▸ **TASK INPUT**:
——

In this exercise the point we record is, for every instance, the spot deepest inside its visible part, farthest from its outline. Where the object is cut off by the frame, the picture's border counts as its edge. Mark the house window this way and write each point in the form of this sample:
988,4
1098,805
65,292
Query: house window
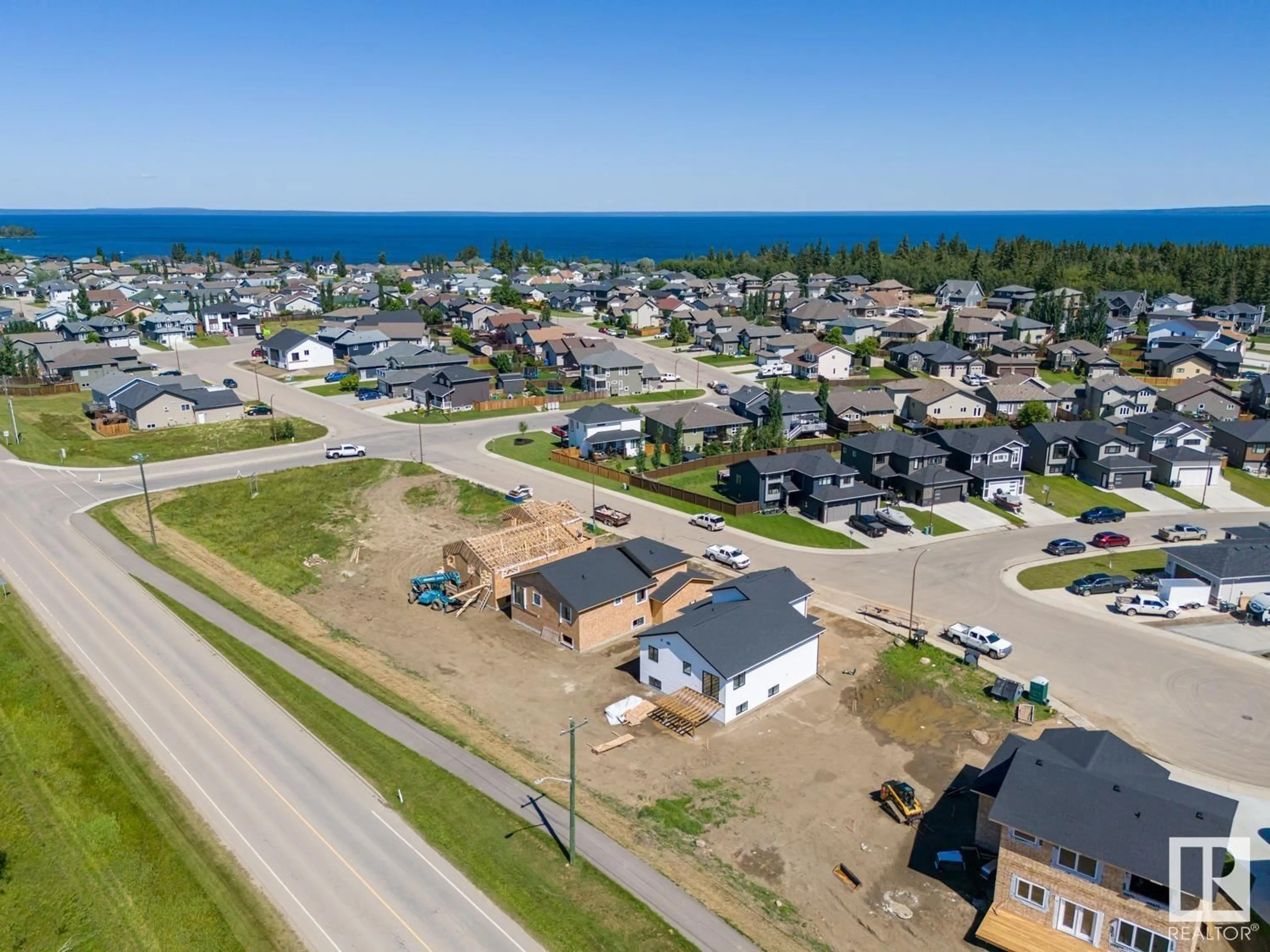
1029,893
1078,864
1076,921
1126,935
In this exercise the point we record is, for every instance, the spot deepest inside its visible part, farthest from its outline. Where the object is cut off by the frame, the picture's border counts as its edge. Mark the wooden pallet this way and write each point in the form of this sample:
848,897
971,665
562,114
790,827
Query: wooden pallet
685,710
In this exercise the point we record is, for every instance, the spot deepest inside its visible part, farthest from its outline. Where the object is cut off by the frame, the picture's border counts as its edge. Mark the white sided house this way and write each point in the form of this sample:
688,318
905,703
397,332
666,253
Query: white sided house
293,351
750,643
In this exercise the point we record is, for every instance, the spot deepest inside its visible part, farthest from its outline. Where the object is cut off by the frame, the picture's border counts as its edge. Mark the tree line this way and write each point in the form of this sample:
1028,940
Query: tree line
1212,273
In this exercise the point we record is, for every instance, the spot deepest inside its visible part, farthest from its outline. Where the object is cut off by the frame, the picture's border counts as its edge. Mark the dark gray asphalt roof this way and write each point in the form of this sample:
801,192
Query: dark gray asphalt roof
603,574
1229,559
740,635
1091,793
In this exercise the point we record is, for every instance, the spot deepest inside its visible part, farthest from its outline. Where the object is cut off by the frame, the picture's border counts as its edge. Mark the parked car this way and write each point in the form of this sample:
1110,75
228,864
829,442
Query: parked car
1182,531
730,556
1111,540
1102,513
981,639
1100,583
869,525
1065,546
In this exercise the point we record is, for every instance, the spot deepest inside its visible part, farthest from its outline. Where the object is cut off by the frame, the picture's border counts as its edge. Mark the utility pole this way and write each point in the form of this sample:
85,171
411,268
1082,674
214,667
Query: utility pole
572,730
140,460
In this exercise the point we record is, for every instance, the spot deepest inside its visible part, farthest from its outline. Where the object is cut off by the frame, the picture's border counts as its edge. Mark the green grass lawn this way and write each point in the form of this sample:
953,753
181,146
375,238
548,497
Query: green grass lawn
1071,497
922,518
50,423
519,867
100,850
726,361
997,511
1255,488
782,527
298,513
1179,496
1061,574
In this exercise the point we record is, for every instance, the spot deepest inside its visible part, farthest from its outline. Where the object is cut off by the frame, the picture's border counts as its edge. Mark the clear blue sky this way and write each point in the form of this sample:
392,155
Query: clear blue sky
394,106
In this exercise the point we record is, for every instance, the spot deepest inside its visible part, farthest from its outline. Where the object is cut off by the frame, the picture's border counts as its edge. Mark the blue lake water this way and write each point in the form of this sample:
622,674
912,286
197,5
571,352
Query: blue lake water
405,237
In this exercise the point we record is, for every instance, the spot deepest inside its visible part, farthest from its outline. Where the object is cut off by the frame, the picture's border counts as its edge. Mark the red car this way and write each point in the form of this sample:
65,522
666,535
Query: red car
1111,540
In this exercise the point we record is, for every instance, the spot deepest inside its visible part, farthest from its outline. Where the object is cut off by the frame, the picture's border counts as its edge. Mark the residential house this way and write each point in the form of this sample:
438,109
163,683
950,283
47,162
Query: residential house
992,456
913,468
1203,398
942,404
294,351
1124,305
701,424
1013,298
1178,447
600,596
1094,451
958,294
799,412
937,358
614,431
822,488
1084,828
611,374
851,409
751,643
822,361
1245,444
1006,398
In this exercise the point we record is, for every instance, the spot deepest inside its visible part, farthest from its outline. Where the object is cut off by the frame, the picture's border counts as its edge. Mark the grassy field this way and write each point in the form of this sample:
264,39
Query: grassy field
922,518
562,907
1060,575
782,527
1071,497
50,423
1248,485
100,851
298,513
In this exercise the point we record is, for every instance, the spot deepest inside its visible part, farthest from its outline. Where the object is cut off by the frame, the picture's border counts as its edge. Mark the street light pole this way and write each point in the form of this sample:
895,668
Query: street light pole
140,460
572,730
912,595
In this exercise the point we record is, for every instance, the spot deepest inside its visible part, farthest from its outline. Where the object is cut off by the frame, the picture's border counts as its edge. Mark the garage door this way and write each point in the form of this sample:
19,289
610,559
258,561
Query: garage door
1193,476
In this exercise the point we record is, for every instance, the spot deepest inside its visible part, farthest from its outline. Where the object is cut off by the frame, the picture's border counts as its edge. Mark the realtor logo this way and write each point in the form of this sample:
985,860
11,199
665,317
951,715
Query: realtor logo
1192,861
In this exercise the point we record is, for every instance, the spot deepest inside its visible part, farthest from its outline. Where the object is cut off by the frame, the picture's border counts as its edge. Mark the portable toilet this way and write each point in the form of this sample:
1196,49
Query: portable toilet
1038,691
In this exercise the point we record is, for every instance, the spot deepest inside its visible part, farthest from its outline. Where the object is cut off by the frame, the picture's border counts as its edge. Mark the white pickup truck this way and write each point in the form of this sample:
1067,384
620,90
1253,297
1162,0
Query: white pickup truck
1145,605
978,638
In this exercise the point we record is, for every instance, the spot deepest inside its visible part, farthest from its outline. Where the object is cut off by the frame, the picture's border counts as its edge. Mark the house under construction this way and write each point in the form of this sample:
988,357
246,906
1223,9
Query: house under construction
536,534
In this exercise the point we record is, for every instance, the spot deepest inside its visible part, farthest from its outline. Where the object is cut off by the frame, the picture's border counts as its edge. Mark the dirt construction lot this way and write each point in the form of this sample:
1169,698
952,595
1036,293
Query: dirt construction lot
752,818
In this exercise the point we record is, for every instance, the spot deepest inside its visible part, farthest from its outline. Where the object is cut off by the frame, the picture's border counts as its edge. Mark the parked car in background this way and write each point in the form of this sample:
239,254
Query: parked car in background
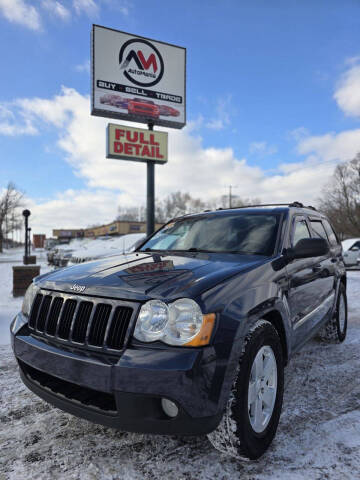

——

▸ **AIM OF THE EXERCISE**:
Give the listing above again exactly, minus any images.

▸ **COMPLETED EXERCISE**:
In this exercise the point we record is, for every instance, the spot deepest inside its visible part, farthest from its outline. Where the object is cut off by the frame, the picture's border counts as its edge. Mark the house window this way and write each point in the form of this sample:
988,4
1098,805
65,292
Query: house window
1029,893
1078,864
1076,921
1126,935
In this exercise the point we record is, for every instance, the spot deepest inside its visible part, farthest from its outline. Where the object is cut off by the frame, the picture's border counts as its edge. Mark the wooden pallet this way and write each point in the form of this sample:
848,897
971,665
562,114
790,827
Query: wooden pallet
685,710
In this exercise the point we record is, for every instance, the spot deepest inside its visible part, farthest from its outline. Where the object is cut off by the frame, the picture's border counts as its edge. Mark the white sided house this way and write each point in the form of this sample:
688,318
905,703
397,332
666,253
Query: white sided house
293,351
750,643
In this exercise the point we record is, for every instance, the spot deepest inside its visible part, farthest from its outline. Where the object is cut off by the frame, the picture's border counts as its edge. Mark the tree line this way and write each point in the form of this sample:
1028,940
Query: tree line
1212,273
In this exercise the point we record is, for every instance, the spot deepest inside its visible part, farthest from its outline. Where the object is cut off by the frame, the picture's border counts as its edge. Mark the dark gray asphalt roof this way and write each point in the form of this sample:
801,192
Query: dark gray asphalt roof
603,574
1229,559
740,635
1091,793
In this exercise the point we record is, for every instance, the spot deepest inside its visible part, farthest from its outline. Where the object is cut off by the frame, the picture's border counts as its edge. Mark the parked car this way and write each point in the form of this sample:
1110,75
228,864
829,442
Query: parked car
1182,531
730,556
1111,540
1102,513
981,639
1100,583
869,525
1065,546
In this exercise the point we record is, for every instance, the spot deepest inside its visible part, farthest from its outline. Where the object is cut off by the frame, the picture's border counts as its edge. Mark the utility pole this way and write each point in the form of this sample:
85,171
411,268
1082,674
214,667
Query: utility pole
572,730
140,460
In this exercise the point we record is, for every instance, the spot deepest inside its visible part, farthest from its outline. Where the object is cut off by the frame, the picture's border counts as its edge. Mark the green grass lawn this way and write each point in the form of this sample:
953,753
181,146
375,238
548,497
Query: green grass lawn
1071,497
922,518
50,423
519,867
100,850
726,361
997,511
1255,488
782,527
298,513
1179,496
1061,574
In this exercise the point we record is, for every instance, the spot deepest inside its visible part, farthest from its outline. Where the object is cut off by the frame, the picture's border counts as its edge. Mark the clear blue sky this way and write each point in the form of this sample:
392,155
Query: clear blue sky
394,106
In this exercise the point we record is, for every instance, the spot deepest inside its visible part, farthest from its outline. Where the object is cut off by the frame, the picture's border counts as its edge. Mark the blue lake water this way and write each point in the form of this sample:
622,674
912,286
197,5
571,352
Query: blue lake water
405,237
In this exercise the point we record is, for every instance, the spot deepest inside its visible part, farthest from its outline. Where the object is cut off by the frame, the picture's border counts as its edge. Mark the red car this way and write each point in the form of this sample:
65,522
666,535
Query: red car
1111,540
In this exercise the point we record is, for every instance, the spot deepest inside its visible part, farthest from its outline. Where the object is cut off by the frame, the picture's border counts as its edge. Mark the residential house this way and write each point in the form of this sample:
438,109
163,683
950,283
47,162
Query: residential house
992,456
913,468
1203,398
942,404
294,351
1124,305
701,424
1013,298
1178,447
600,596
1094,451
958,294
799,412
937,358
614,431
822,488
1084,828
611,374
851,409
751,643
822,361
1245,444
1006,398
In this exercise the point we record is, for every instance, the spot deepest inside its visible part, farthest from its outline. Where the object is cut off by the frame, the picture's border counts as its edge. Mark the grassy field this way and write each point in the form of this sample:
264,39
Query: grassy field
922,518
562,907
1060,575
782,527
1071,497
50,423
1248,485
100,851
298,513
In this exercise the point we record is, for every instance, the spot deepest inside its visible part, farthest from its outline. Where the object is cut off by the frame, the picture's border counts as its edge. Mark the street light pole this way and write each point in the form of this sample:
895,668
Query: street light pole
140,460
572,730
912,595
In this exercise the point we record is, for every instance, the spot deepest inside its visible part, farthest from its outline. Where the object is cut off by the frame, the picture's border counts as its edge. Mark the garage door this way and write each point in the form of this sample:
19,289
610,559
258,561
Query: garage door
1193,476
In this exercise the point we record is, for every instance, the spot deepest inside its visible part, farthest from its outline. Where the object is cut off by the frame, the picture's border counts as its edge. Mark the realtor logo this way and write each point in the form of this sample:
985,860
11,199
665,317
951,715
Query: realtor logo
1192,861
In this exercise the point we record is, for every instance, the spot deepest inside its visible part, farthest from its outline. Where the object is cut off by the frame, the picture's border counts as its edge. Mark the portable toilet this way and write each point in the form of this sample:
1196,49
Query: portable toilet
1038,691
In this exercise the point we record is, for every instance, the spot deepest inside its visible part, farthest from its outline. Where the object is cut off by the frame, the picture's border counts as its edge. Mark the white pickup truck this way and write each point in the form of this sample:
1067,384
620,90
1253,297
1162,0
Query: white pickup truck
1145,605
978,638
In this exercise the point we record is, for every instance, the spot deepest inside its visible part, farthest from its outline. Where the object is cut off by the frame, the picture's border counts as its edge. Mark the house under construction this way and write each point in the form of this sample:
988,357
246,906
1223,9
Query: house under construction
536,534
In this exercise the point we record is, for every instance, the spot deepest inside its visible part, farthest from its outline. Where the object is cut off by the frame, the picture's border counts as its edge. Mark the dirt construction lot this way and write each point in the form of this sample:
1169,698
952,595
1036,293
Query: dirt construction lot
752,818
In this exercise the point we record is, for every instance, the spot deepest inside its visible part, farthest from its outline. Where the object is cut off by the frame, the picture's border counts as its edge. Mark the parked car in background this way and write each point in the form of this sample:
239,254
Query: parked car in background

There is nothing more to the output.